Task to complete — Convert the entries below into a two-column CSV whose columns are named instruction and response. Give one row per entry, with its text and its answer each in a single quoted field and line breaks replaced by spaces, and leave out the pictures.

--- Start Data listing ---

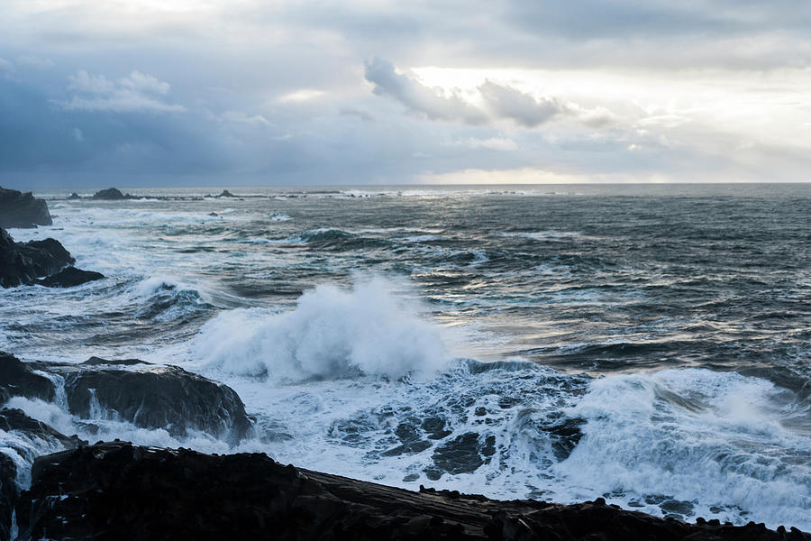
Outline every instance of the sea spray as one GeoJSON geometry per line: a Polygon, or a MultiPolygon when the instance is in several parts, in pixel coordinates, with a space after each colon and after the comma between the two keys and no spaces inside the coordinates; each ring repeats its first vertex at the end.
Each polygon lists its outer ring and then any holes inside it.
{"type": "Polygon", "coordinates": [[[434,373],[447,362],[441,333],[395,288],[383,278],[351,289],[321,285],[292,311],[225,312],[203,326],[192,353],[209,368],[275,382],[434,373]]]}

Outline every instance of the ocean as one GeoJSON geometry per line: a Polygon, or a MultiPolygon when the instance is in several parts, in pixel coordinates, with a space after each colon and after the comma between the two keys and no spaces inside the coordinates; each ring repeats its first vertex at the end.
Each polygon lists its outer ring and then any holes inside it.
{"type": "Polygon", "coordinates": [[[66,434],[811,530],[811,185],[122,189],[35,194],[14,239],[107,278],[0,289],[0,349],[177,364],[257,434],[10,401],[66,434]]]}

--- End Data listing ---

Result —
instruction,response
"Outline every instance of the sea spray as one GeoJSON geometry per line: a Polygon, or a MultiPolygon when the instance is in several parts, in pixel coordinates, with a space after each colon and after the comma between the two keys and no spaces inside the coordinates; each ring repeats its first vertex at the end. Each polygon lists its outer ring and then any holes inside it.","{""type"": ""Polygon"", ""coordinates"": [[[434,373],[447,362],[441,333],[395,288],[383,278],[351,289],[321,285],[292,311],[225,312],[203,326],[192,353],[209,368],[275,382],[434,373]]]}"
"Outline every instance of the ocean as one GeoJSON geometry per line: a Polygon, or a MultiPolygon when the instance is in several parts, in pixel coordinates, with a space after each colon and after the comma between the two keys and no spaces inside the coordinates; each ring repeats its first vertex at the end. Each polygon lists its outer ring and then any holes inside it.","{""type"": ""Polygon"", ""coordinates"": [[[66,434],[811,530],[811,185],[122,189],[35,194],[14,239],[107,278],[0,289],[0,349],[177,364],[257,434],[10,401],[66,434]]]}"